Your goal: List every line in the records that contains the word "banner", matching case exactly.

Excerpted records:
* * *

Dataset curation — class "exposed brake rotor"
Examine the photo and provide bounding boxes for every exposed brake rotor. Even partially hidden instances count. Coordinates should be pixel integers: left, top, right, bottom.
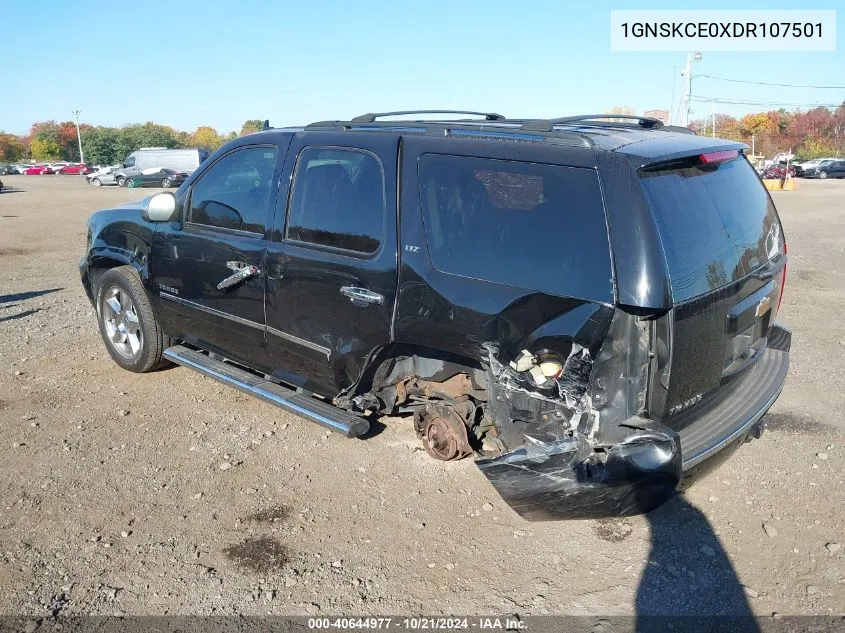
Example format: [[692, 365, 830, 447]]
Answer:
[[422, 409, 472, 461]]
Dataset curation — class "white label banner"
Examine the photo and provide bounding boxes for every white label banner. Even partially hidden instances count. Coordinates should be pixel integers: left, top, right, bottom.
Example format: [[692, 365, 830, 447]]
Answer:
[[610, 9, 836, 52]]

* * *

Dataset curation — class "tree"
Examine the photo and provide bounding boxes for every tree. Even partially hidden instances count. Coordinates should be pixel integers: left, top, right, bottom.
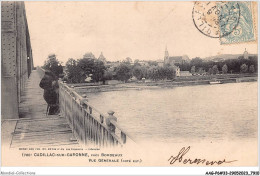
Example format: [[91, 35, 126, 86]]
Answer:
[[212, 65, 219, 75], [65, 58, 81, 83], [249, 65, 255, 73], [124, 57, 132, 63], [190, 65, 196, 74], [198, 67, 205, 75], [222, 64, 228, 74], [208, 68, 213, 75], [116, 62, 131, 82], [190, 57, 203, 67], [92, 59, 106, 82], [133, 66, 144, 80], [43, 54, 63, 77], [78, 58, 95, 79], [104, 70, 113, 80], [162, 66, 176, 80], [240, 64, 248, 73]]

* * *

Response:
Dataset curation — class "white label banner"
Examine the photo and provide bounding boxes for every white label banner. Even partially hidden instances count. Coordinates should be pixel integers: left, top, right, bottom.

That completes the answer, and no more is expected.